Lines with "cliff": please show every one of them from the listing below.

[Opening Study material section]

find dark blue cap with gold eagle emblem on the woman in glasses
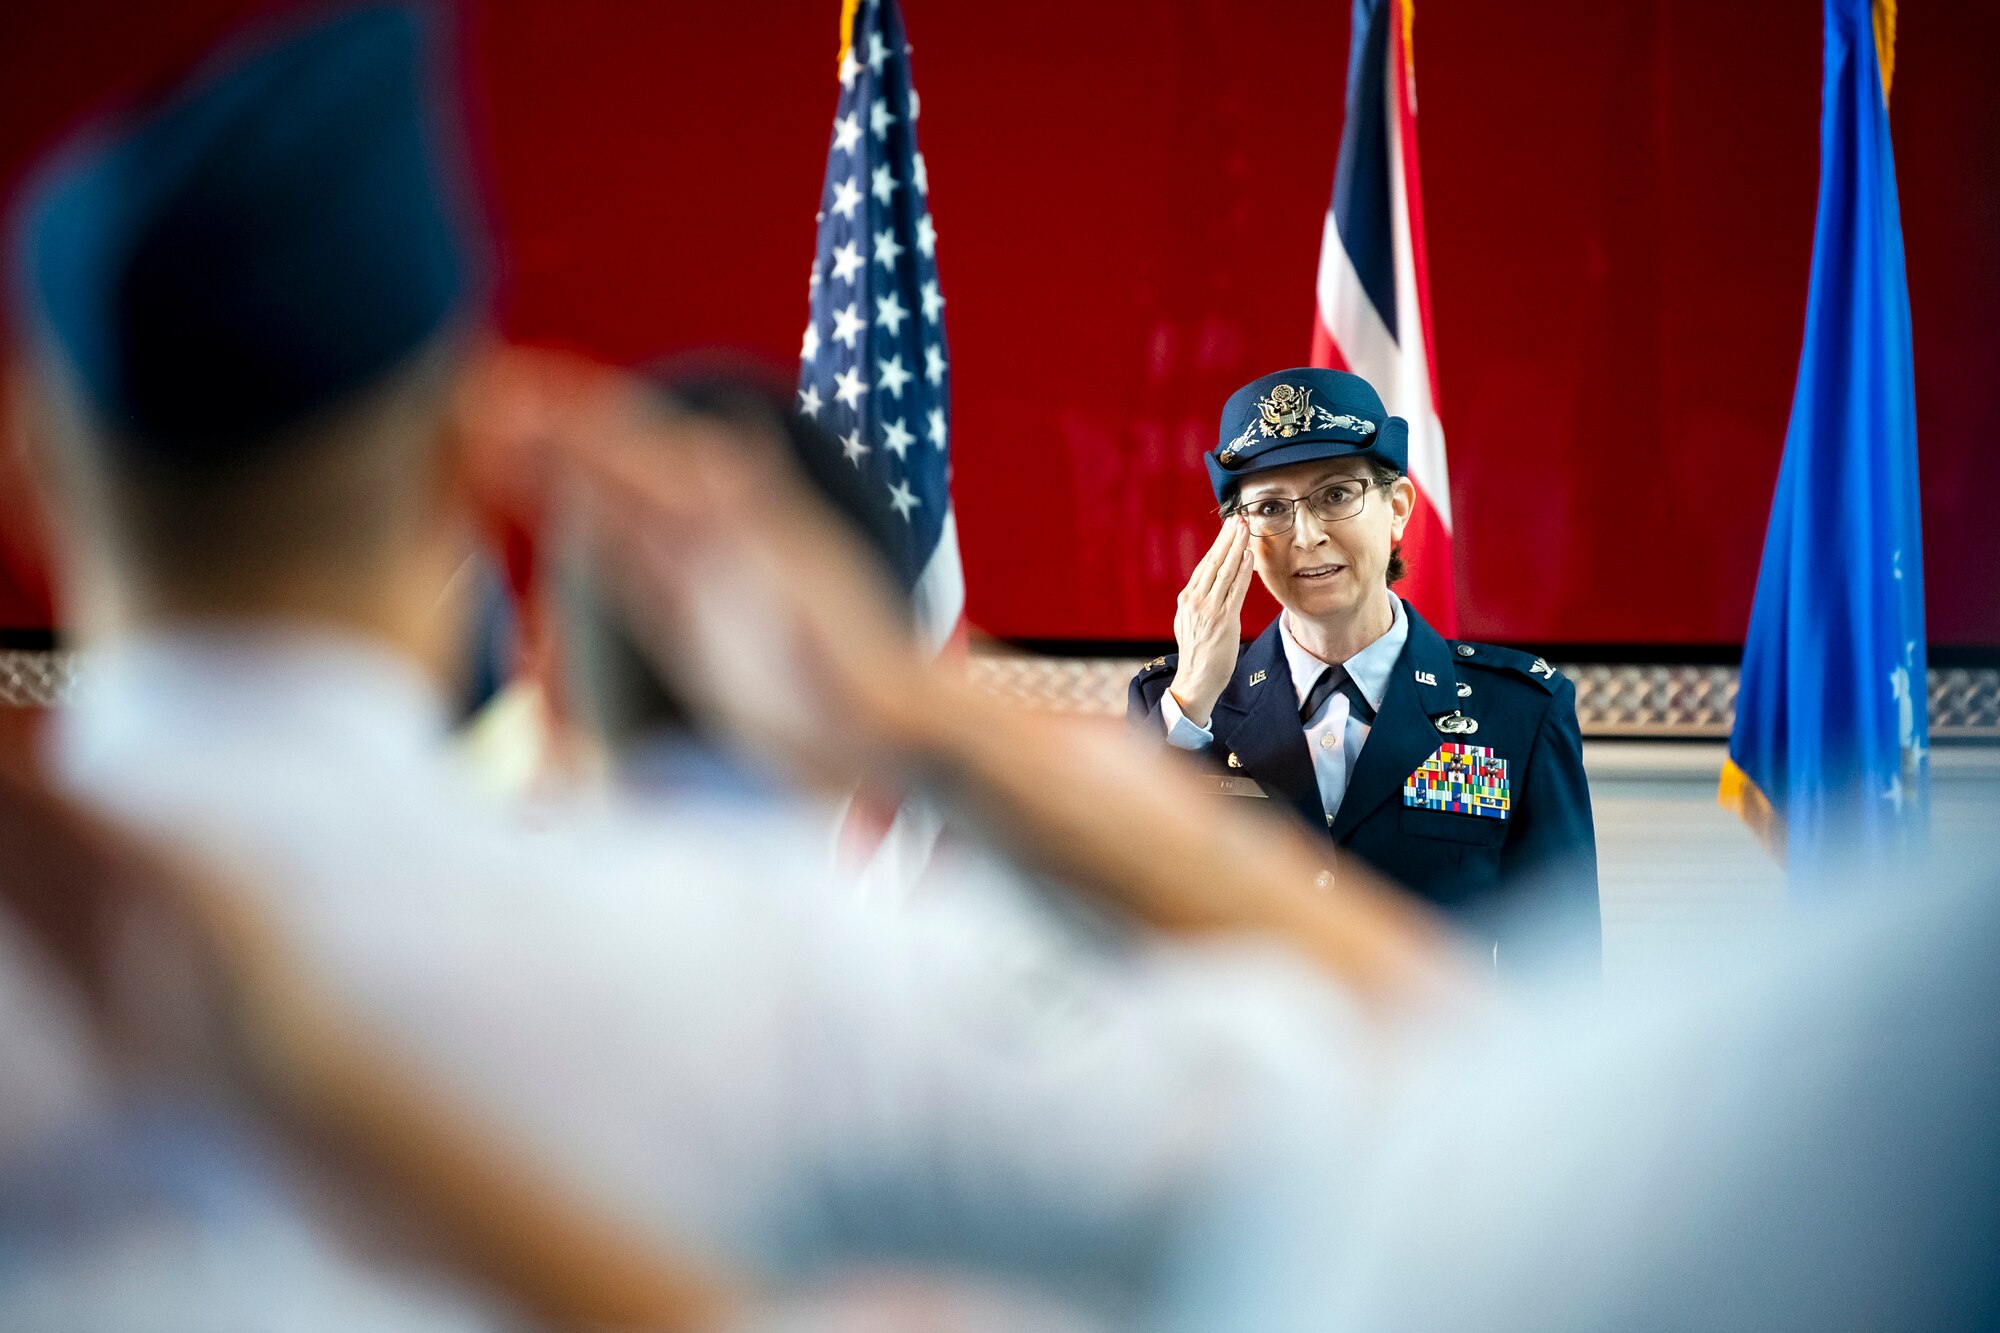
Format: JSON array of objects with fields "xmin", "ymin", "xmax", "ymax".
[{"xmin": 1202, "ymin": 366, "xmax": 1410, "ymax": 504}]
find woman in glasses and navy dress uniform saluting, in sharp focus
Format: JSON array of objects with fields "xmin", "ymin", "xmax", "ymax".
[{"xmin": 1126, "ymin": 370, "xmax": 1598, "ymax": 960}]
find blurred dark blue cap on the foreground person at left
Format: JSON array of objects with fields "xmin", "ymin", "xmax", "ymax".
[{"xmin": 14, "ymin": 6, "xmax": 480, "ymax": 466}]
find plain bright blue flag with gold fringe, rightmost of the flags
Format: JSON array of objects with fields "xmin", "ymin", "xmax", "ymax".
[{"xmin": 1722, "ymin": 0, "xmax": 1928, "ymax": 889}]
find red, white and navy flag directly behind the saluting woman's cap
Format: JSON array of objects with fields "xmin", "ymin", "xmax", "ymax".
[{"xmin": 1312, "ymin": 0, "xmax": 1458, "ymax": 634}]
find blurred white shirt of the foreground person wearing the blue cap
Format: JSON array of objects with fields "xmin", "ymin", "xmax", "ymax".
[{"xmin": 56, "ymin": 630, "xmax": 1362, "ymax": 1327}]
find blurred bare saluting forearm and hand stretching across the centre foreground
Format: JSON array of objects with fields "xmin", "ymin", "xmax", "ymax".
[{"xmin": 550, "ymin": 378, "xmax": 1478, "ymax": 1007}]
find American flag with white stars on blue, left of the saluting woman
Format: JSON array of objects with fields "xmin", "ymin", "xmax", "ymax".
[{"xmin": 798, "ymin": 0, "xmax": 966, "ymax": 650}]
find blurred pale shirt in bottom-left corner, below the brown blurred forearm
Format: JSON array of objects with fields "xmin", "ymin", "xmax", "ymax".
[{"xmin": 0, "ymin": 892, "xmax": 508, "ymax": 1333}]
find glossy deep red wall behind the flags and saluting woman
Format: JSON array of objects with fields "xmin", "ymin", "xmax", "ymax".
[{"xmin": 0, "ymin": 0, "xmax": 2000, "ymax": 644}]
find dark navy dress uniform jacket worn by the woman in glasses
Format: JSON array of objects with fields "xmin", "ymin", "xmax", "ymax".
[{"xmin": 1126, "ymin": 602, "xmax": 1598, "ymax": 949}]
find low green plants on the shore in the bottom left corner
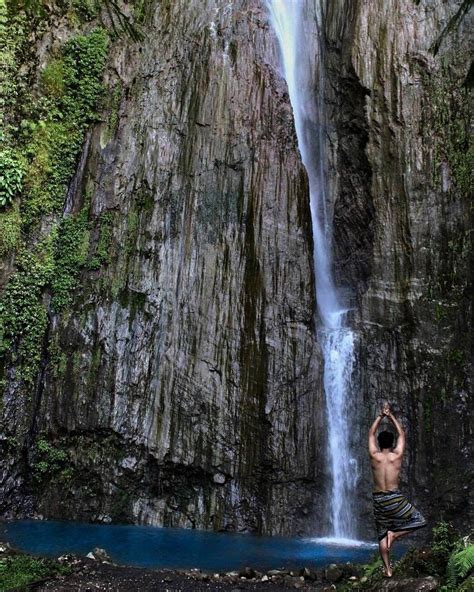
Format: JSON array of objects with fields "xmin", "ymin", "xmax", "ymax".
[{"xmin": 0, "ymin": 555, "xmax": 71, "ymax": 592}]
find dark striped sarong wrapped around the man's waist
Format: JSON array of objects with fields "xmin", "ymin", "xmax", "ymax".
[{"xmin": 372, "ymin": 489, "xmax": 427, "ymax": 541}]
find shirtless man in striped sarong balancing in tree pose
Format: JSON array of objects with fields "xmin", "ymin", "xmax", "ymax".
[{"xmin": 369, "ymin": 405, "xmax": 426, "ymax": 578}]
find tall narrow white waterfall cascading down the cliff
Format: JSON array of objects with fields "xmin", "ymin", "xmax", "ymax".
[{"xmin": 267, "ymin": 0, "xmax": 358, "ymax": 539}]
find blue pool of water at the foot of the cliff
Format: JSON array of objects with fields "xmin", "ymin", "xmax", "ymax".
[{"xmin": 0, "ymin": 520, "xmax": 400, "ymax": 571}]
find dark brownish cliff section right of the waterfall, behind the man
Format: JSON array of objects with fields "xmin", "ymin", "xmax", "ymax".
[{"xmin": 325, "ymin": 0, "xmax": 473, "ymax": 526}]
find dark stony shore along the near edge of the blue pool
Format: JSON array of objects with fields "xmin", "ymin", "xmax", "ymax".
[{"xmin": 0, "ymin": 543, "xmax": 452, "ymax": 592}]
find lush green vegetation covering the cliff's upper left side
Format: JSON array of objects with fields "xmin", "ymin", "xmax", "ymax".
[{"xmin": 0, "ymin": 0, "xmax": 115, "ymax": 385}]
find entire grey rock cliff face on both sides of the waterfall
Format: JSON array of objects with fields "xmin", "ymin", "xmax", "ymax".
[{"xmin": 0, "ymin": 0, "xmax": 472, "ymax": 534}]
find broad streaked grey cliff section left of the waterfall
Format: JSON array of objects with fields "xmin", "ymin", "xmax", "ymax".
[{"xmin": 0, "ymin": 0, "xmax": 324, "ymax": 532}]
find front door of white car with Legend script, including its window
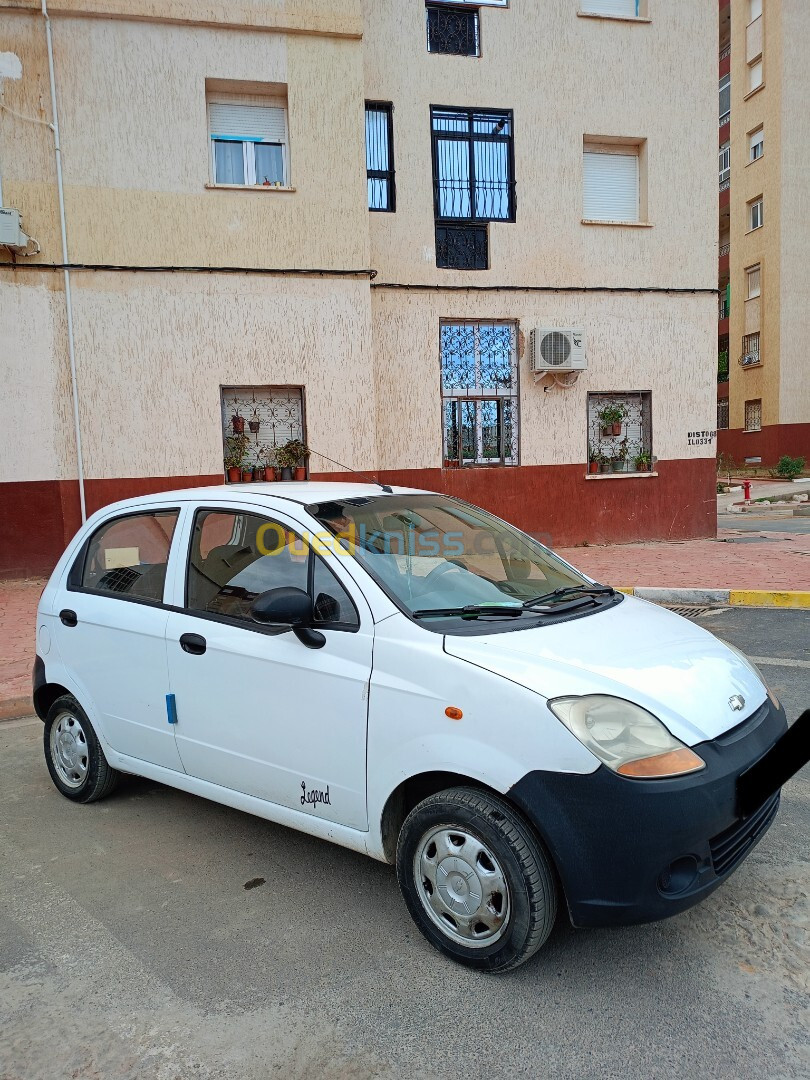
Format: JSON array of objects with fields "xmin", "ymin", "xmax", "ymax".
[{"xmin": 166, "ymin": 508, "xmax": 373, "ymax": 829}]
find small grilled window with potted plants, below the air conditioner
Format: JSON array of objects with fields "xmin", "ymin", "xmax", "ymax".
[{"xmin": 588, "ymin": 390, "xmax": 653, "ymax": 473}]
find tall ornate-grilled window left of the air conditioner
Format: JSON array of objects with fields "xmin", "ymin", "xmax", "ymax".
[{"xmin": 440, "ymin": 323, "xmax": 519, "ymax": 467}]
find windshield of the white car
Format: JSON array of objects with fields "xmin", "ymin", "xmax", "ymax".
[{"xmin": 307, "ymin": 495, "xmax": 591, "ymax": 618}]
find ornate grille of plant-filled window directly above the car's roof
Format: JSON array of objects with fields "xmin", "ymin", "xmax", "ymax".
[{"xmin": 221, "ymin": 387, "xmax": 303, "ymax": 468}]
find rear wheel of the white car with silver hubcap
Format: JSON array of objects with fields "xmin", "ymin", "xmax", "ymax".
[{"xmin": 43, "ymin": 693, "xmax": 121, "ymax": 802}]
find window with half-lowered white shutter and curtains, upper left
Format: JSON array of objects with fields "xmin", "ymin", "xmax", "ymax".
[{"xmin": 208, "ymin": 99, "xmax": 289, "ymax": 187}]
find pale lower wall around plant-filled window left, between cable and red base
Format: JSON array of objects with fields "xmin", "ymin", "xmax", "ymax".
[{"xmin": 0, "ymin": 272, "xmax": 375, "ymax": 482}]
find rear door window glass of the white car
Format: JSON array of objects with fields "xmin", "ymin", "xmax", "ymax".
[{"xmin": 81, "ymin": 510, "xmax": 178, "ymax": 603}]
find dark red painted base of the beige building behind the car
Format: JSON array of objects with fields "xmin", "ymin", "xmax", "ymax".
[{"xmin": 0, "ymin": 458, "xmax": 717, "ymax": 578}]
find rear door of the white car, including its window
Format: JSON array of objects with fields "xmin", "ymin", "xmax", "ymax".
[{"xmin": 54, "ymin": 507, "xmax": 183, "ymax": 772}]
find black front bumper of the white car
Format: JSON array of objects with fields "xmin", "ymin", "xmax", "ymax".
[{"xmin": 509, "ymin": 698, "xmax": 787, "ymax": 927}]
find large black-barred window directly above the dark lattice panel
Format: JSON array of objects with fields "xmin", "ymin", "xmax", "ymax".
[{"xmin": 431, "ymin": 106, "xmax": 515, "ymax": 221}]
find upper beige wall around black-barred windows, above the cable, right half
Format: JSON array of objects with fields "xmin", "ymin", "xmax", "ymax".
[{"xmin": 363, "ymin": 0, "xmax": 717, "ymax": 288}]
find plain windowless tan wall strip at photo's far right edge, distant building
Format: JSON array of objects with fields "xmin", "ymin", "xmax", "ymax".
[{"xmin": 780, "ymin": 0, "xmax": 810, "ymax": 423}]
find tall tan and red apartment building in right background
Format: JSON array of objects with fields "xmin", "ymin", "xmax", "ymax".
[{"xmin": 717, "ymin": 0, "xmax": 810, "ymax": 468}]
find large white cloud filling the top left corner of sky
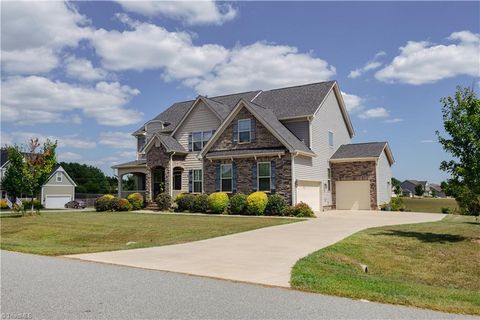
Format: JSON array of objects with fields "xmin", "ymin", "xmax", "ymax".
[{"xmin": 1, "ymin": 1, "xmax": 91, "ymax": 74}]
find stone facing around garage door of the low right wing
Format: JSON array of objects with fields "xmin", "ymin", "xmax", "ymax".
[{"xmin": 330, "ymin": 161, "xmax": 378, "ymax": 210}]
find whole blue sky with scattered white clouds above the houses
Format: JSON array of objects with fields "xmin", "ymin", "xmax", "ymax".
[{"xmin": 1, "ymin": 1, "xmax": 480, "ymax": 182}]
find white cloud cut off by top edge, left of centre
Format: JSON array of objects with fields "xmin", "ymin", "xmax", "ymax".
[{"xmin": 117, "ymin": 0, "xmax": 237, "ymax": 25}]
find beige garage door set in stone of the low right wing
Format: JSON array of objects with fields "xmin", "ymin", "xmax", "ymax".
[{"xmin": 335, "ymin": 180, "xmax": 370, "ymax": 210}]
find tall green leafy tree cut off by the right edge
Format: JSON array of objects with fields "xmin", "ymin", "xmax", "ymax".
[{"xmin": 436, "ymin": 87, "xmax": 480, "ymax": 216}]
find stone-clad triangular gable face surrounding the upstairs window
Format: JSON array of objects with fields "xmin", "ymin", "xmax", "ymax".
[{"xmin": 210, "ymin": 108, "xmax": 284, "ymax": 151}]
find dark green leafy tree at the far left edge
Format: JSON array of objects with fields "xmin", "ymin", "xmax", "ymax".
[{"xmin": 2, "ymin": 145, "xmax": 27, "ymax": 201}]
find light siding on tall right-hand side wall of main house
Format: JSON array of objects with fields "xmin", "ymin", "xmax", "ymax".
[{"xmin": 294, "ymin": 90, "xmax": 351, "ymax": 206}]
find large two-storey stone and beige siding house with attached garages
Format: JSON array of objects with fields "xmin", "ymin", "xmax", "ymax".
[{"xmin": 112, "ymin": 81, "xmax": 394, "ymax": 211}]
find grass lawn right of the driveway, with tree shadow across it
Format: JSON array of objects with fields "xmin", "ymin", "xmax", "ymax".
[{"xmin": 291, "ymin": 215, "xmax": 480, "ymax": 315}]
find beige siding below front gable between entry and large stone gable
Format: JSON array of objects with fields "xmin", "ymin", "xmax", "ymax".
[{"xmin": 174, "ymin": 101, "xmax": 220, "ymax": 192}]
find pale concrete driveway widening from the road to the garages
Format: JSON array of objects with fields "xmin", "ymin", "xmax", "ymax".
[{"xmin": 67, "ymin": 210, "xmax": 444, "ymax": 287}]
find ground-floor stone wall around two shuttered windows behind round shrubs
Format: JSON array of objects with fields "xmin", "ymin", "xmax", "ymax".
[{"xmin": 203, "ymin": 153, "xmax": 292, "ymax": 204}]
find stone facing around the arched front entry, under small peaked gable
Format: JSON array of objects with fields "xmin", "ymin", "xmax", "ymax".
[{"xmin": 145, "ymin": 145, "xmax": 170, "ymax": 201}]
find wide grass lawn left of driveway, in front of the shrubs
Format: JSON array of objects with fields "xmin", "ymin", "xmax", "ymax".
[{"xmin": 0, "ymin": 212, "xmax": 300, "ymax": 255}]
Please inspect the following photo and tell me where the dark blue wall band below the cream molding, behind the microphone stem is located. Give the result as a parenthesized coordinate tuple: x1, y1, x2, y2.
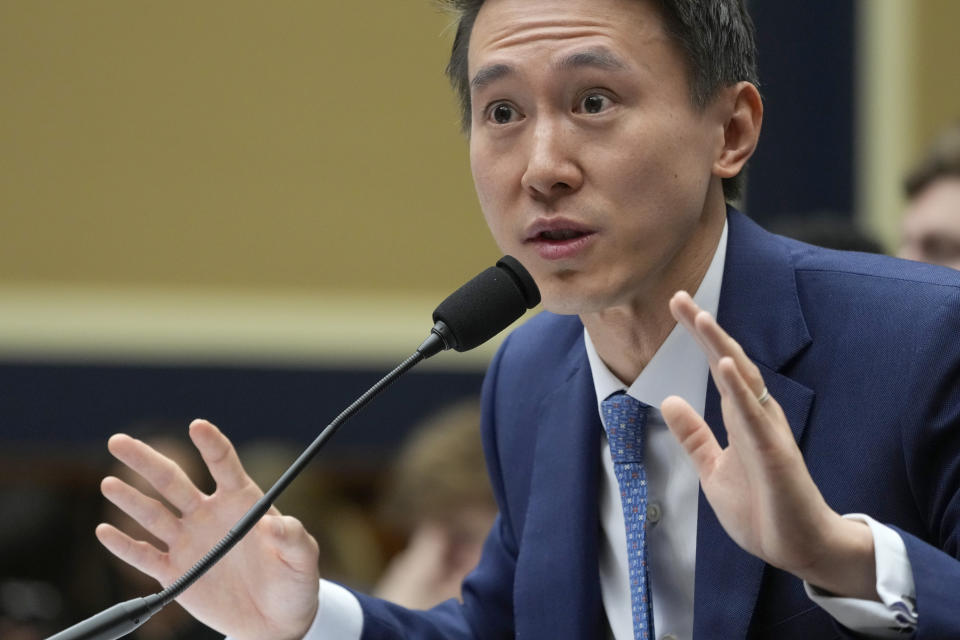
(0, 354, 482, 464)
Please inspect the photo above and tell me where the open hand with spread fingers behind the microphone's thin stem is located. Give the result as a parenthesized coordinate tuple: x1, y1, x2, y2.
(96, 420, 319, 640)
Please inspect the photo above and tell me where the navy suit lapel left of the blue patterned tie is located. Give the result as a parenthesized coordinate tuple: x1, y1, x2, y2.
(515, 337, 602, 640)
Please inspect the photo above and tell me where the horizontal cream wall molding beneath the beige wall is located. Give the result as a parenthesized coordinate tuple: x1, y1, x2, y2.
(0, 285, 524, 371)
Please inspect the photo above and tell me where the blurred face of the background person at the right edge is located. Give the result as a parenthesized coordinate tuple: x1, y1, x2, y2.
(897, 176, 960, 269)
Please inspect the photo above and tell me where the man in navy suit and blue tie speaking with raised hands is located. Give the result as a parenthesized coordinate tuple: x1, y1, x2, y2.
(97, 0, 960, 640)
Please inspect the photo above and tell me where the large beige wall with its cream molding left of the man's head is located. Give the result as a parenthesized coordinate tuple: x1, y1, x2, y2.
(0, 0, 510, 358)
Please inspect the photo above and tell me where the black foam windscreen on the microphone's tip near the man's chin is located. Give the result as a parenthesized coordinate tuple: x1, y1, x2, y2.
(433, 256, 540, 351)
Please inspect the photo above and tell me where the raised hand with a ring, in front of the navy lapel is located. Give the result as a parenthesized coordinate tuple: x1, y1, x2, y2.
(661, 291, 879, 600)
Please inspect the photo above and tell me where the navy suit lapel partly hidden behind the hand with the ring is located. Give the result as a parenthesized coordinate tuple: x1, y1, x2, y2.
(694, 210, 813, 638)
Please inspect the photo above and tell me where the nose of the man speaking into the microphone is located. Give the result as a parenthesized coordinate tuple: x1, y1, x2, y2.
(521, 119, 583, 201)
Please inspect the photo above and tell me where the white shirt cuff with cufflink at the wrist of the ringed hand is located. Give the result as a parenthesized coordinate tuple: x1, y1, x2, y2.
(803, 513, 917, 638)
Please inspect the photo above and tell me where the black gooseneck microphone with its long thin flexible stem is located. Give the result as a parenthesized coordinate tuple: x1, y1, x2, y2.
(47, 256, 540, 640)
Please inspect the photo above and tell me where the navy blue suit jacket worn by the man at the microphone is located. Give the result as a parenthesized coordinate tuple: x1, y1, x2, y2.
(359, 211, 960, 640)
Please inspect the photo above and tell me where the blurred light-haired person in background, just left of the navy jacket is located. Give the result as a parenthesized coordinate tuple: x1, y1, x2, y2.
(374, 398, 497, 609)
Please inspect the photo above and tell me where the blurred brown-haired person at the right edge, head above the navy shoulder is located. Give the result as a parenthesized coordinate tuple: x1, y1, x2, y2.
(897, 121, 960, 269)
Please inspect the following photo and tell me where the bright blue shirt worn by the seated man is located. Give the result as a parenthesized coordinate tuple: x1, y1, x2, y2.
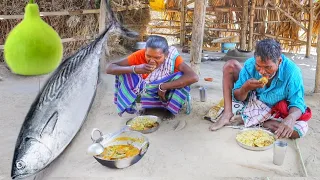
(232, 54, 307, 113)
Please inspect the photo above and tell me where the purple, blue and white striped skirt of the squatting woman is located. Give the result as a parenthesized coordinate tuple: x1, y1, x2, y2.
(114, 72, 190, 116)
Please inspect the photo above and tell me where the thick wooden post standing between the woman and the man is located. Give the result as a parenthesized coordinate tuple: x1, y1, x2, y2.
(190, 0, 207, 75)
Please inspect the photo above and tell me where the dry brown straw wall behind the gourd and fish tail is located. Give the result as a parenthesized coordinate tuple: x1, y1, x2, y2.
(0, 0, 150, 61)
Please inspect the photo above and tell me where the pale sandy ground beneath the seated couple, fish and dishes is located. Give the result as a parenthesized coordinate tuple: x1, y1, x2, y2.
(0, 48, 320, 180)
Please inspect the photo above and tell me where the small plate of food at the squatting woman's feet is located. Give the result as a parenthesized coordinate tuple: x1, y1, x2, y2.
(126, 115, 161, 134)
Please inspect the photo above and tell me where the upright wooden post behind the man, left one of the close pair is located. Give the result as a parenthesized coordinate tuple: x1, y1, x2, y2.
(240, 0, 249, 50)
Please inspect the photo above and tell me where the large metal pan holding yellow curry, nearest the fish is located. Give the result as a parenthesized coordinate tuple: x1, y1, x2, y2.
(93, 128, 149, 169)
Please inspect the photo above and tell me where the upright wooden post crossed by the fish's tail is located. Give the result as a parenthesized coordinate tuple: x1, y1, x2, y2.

[Closing Study material section]

• Task output:
find tall narrow white waterfall cascading down the cliff
find blue pool of water at the foot of the cliff
find dark brownish cliff section right of the waterfall, behind the man
find lush green vegetation covering the cliff's upper left side
find entire grey rock cliff face on both sides of the waterfall
find broad streaked grey cliff section left of the waterfall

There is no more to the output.